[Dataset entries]
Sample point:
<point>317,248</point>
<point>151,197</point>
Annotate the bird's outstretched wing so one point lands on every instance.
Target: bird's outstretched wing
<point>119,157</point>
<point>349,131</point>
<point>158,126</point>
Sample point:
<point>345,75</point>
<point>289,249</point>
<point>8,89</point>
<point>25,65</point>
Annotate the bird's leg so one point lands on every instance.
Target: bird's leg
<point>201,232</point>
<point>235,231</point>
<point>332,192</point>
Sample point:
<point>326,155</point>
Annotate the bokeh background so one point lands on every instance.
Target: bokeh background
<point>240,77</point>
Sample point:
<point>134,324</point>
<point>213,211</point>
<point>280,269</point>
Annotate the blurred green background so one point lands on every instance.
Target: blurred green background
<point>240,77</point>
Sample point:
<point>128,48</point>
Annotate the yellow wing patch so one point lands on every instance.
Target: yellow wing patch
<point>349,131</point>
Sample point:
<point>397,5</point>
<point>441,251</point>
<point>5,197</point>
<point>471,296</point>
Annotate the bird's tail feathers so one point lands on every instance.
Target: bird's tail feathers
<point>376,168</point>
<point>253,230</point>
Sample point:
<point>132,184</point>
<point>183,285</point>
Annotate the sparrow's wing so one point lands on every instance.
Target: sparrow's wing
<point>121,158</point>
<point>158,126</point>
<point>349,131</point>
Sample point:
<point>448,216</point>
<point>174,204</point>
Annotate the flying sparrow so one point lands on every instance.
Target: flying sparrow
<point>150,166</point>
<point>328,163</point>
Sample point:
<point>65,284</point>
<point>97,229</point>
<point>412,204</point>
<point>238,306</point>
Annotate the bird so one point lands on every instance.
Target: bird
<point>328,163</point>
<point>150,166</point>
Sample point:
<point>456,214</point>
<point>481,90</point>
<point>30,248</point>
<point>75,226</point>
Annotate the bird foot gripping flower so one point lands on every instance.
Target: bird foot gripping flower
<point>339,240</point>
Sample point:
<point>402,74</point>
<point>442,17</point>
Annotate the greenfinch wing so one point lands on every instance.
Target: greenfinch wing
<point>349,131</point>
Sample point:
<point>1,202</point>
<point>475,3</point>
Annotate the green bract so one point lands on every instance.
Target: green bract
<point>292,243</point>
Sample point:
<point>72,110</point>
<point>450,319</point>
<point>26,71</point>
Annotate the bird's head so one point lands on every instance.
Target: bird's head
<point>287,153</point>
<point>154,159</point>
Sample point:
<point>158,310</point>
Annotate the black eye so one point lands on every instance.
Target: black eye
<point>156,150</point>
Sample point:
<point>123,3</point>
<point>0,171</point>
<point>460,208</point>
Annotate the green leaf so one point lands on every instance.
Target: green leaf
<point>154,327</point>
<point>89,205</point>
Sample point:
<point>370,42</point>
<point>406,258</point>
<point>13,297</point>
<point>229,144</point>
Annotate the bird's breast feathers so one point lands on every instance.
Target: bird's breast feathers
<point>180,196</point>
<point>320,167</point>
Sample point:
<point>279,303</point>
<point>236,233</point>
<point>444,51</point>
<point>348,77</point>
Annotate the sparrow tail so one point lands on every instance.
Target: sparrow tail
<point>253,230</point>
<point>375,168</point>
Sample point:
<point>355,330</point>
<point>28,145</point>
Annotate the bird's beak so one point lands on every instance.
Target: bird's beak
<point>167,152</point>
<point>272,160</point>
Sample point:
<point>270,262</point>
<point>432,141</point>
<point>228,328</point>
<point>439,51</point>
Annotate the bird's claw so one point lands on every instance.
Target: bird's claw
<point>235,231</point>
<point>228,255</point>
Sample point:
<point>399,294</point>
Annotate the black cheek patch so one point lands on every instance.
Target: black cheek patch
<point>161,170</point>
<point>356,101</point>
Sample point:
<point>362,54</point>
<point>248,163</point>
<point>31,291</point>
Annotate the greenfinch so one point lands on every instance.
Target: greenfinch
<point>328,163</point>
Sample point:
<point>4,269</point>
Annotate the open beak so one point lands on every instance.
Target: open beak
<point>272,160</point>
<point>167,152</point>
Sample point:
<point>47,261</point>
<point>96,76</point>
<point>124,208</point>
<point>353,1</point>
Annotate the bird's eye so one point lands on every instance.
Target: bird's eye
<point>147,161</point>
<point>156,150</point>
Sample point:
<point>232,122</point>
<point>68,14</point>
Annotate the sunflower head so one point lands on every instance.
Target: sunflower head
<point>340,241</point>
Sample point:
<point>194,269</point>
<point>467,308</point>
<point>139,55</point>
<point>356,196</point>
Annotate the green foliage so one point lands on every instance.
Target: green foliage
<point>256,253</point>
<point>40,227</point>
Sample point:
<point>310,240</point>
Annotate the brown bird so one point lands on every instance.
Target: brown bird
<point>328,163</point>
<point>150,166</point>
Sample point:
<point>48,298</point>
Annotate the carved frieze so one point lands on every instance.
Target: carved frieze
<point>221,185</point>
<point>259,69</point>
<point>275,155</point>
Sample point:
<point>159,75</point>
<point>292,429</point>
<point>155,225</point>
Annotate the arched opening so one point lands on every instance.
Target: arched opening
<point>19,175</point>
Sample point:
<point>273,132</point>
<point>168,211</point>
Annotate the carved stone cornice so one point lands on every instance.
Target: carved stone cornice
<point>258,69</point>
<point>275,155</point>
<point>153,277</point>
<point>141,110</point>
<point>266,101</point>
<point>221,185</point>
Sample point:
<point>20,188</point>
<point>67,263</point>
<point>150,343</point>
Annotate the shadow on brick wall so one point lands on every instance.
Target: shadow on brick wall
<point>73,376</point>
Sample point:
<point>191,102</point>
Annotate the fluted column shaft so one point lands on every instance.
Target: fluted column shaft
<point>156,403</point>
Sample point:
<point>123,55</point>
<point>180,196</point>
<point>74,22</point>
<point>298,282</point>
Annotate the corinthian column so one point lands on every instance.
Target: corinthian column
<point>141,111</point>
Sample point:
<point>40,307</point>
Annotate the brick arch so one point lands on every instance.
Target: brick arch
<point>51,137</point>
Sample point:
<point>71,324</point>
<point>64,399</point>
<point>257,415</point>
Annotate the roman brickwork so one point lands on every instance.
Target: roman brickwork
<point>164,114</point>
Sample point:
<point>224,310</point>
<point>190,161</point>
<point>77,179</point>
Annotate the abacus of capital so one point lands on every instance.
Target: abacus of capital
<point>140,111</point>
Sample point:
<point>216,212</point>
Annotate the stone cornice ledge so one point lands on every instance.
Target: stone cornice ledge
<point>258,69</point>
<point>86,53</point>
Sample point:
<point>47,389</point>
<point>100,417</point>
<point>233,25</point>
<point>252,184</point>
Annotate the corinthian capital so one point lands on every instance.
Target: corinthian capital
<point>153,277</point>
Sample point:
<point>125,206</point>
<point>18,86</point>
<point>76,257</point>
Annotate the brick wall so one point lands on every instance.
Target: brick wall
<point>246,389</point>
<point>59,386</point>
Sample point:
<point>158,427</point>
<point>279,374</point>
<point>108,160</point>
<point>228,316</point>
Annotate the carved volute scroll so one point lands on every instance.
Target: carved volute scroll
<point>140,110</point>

**Task directions:**
Return every entry above with nothing altered.

**Answer below:**
Sample point:
<point>317,248</point>
<point>151,197</point>
Annotate the bird's outstretched wing so one point lands on every instance.
Target: bird's outstretched wing
<point>119,157</point>
<point>349,131</point>
<point>158,126</point>
Sample point:
<point>345,75</point>
<point>289,249</point>
<point>8,89</point>
<point>25,65</point>
Annotate the bird's leg so one point lands on every instance.
Target: bird's leg
<point>201,232</point>
<point>235,231</point>
<point>332,192</point>
Sample point:
<point>326,155</point>
Annotate the bokeh background so one point lands on every instance.
Target: bokeh background
<point>240,77</point>
Sample point:
<point>134,324</point>
<point>213,211</point>
<point>280,269</point>
Annotate the blurred green background so one point lands on every instance.
Target: blurred green background
<point>240,77</point>
Sample point:
<point>128,48</point>
Annotate the yellow wing patch so one point lands on every instance.
Target: yellow wing patch
<point>349,131</point>
Sample point:
<point>397,5</point>
<point>441,251</point>
<point>5,197</point>
<point>471,296</point>
Annotate the bird's tail feathers so one point lands on every instance.
Target: bird's tail feathers
<point>376,168</point>
<point>253,230</point>
Sample point:
<point>132,184</point>
<point>183,285</point>
Annotate the sparrow's wing so one point lands on every instance.
Target: sparrow's wing
<point>121,158</point>
<point>158,126</point>
<point>349,131</point>
Sample point:
<point>448,216</point>
<point>174,204</point>
Annotate the flying sparrow so one point lands on every instance.
Target: flying sparrow
<point>150,166</point>
<point>328,163</point>
Sample point:
<point>65,284</point>
<point>97,229</point>
<point>412,204</point>
<point>238,306</point>
Annotate the bird so one point lands on every instance.
Target: bird
<point>328,163</point>
<point>150,166</point>
Sample point:
<point>456,214</point>
<point>481,90</point>
<point>30,248</point>
<point>75,226</point>
Annotate the bird foot gripping flower so one point lands on every instance.
Target: bird foot gripping flower
<point>339,240</point>
Sample point:
<point>402,74</point>
<point>442,17</point>
Annotate the greenfinch wing so one point lands on every instance.
Target: greenfinch wing
<point>349,131</point>
Sample point:
<point>1,202</point>
<point>475,3</point>
Annotate the green bract so one point lands on every instance.
Target: green bract
<point>292,243</point>
Sample point:
<point>72,110</point>
<point>450,319</point>
<point>26,71</point>
Annotate the bird's head so one point lands on every instance.
Target: bird's head
<point>287,153</point>
<point>154,159</point>
Sample point:
<point>158,310</point>
Annotate the black eye so one point lands on every instance.
Target: black eye
<point>156,150</point>
Sample point:
<point>123,3</point>
<point>0,171</point>
<point>460,208</point>
Annotate the green leaf so one point lands on every instance.
Target: green leaf
<point>154,327</point>
<point>89,205</point>
Sample point:
<point>370,42</point>
<point>406,258</point>
<point>13,297</point>
<point>229,144</point>
Annotate the bird's breast feathers so one point lands on every instance.
Target: bird's breast feathers
<point>180,196</point>
<point>320,167</point>
Sample point:
<point>279,303</point>
<point>236,233</point>
<point>444,51</point>
<point>348,77</point>
Annotate the sparrow tail so one point lands on every instance.
Target: sparrow tail
<point>253,230</point>
<point>375,168</point>
Sample point:
<point>355,330</point>
<point>28,145</point>
Annotate the bird's beak so one point lands on every instance.
Target: bird's beak
<point>167,152</point>
<point>272,160</point>
Sample point:
<point>270,262</point>
<point>432,141</point>
<point>228,328</point>
<point>439,51</point>
Annotate the bird's claw so one point lands on every instance.
Target: bird's claw
<point>235,231</point>
<point>228,255</point>
Sample point:
<point>399,294</point>
Annotate the black cheek patch so one point lands on every instance.
Target: black cheek patch
<point>161,170</point>
<point>356,101</point>
Sample point:
<point>362,54</point>
<point>248,163</point>
<point>31,291</point>
Annotate the greenfinch so one point lands on every instance.
Target: greenfinch
<point>328,163</point>
Sample point:
<point>4,269</point>
Annotate the open beak so one point lands on every instance.
Target: open beak
<point>272,160</point>
<point>167,152</point>
Sample point:
<point>47,261</point>
<point>96,76</point>
<point>124,208</point>
<point>353,1</point>
Annotate the bird's eye so one point lands on every instance.
Target: bird's eye
<point>147,161</point>
<point>156,150</point>
Sample point:
<point>232,122</point>
<point>68,14</point>
Annotate the sunflower head so one point lands on every instance.
Target: sunflower head
<point>340,241</point>
Sample point:
<point>194,269</point>
<point>467,308</point>
<point>139,55</point>
<point>356,196</point>
Annotate the green foliage so one point lands on every instance.
Target: green foliage
<point>256,253</point>
<point>40,227</point>
Sample point:
<point>310,240</point>
Annotate the brown bird so one point lands on every instance.
Target: brown bird
<point>328,163</point>
<point>150,166</point>
Sample point:
<point>48,298</point>
Annotate the carved frieze so one point lands on every instance.
Target: carved frieze
<point>221,185</point>
<point>259,69</point>
<point>275,155</point>
Sample point:
<point>159,75</point>
<point>292,429</point>
<point>155,225</point>
Annotate the arched opening so one point lands on every instance.
Target: arched opening
<point>19,175</point>
Sample point:
<point>273,132</point>
<point>168,211</point>
Annotate the carved stone cornice so one point lands on every instance.
Target: carved stone cornice
<point>258,69</point>
<point>275,155</point>
<point>153,277</point>
<point>141,110</point>
<point>266,101</point>
<point>221,185</point>
Sample point:
<point>20,188</point>
<point>67,263</point>
<point>150,343</point>
Annotate the shadow on brick wall so one point lands on every instance.
Target: shadow on brick wall
<point>73,376</point>
Sample point:
<point>191,102</point>
Annotate the fluted column shaft so one point lands on every instance.
Target: fluted column shaft
<point>156,403</point>
Sample point:
<point>123,55</point>
<point>180,196</point>
<point>74,22</point>
<point>298,282</point>
Annotate the corinthian column so one point lands on every instance.
Target: corinthian column
<point>141,111</point>
Sample point:
<point>40,307</point>
Annotate the brick arch so one point lands on every instance.
Target: brick arch
<point>51,137</point>
Sample point:
<point>71,324</point>
<point>64,399</point>
<point>257,415</point>
Annotate the roman brickwork so one point lands on every instance.
Target: roman brickwork
<point>164,114</point>
Sample point:
<point>224,310</point>
<point>190,161</point>
<point>77,179</point>
Annotate the abacus of capital so one point lands on every instance.
Target: abacus of capital
<point>140,111</point>
Sample point:
<point>216,212</point>
Annotate the stone cornice ledge so one point lands on every instance.
Target: stone cornice ledge
<point>258,69</point>
<point>86,53</point>
Sample point:
<point>47,389</point>
<point>100,417</point>
<point>233,25</point>
<point>252,184</point>
Annotate the corinthian capital so one point lands on every instance.
Target: corinthian capital
<point>153,277</point>
Sample point:
<point>125,206</point>
<point>18,86</point>
<point>76,257</point>
Annotate the brick wall so one point lands on every instance.
Target: brick wall
<point>246,389</point>
<point>59,386</point>
Sample point:
<point>158,427</point>
<point>279,374</point>
<point>108,160</point>
<point>228,316</point>
Annotate the carved volute scroll so one point lands on every instance.
Target: carved volute scroll
<point>140,110</point>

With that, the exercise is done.